/---
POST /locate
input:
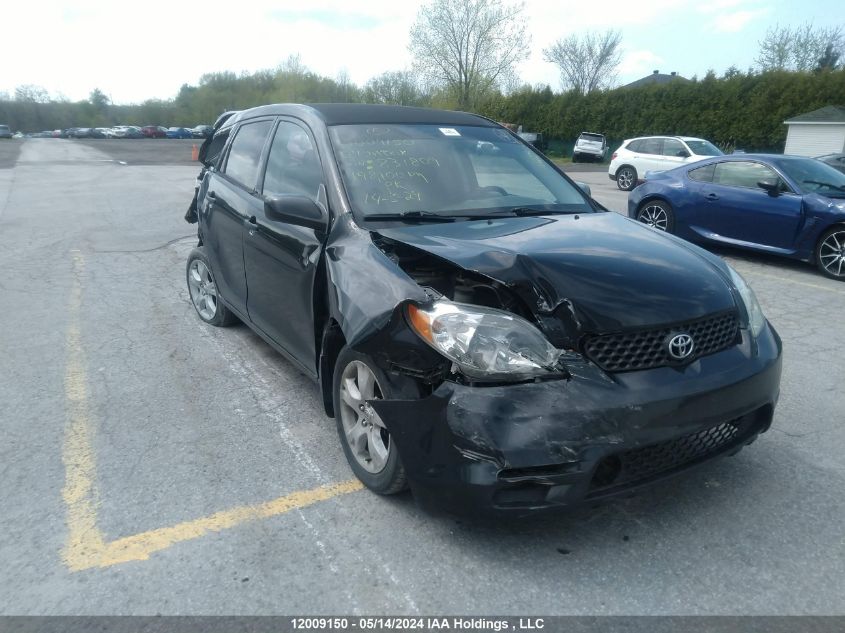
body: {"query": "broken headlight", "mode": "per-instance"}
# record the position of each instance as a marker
(483, 342)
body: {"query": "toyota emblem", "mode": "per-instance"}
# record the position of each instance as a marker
(680, 346)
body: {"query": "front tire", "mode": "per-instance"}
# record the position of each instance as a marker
(366, 442)
(830, 253)
(626, 178)
(202, 288)
(657, 214)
\---
Assigned task:
Each line that mentions the string "mode" must be copied from the listing.

Exercise result:
body: {"query": "broken headlight", "mode": "per-instance"}
body: {"query": "toyota emblem", "mode": "per-instance"}
body: {"query": "front tire", "mode": "per-instance"}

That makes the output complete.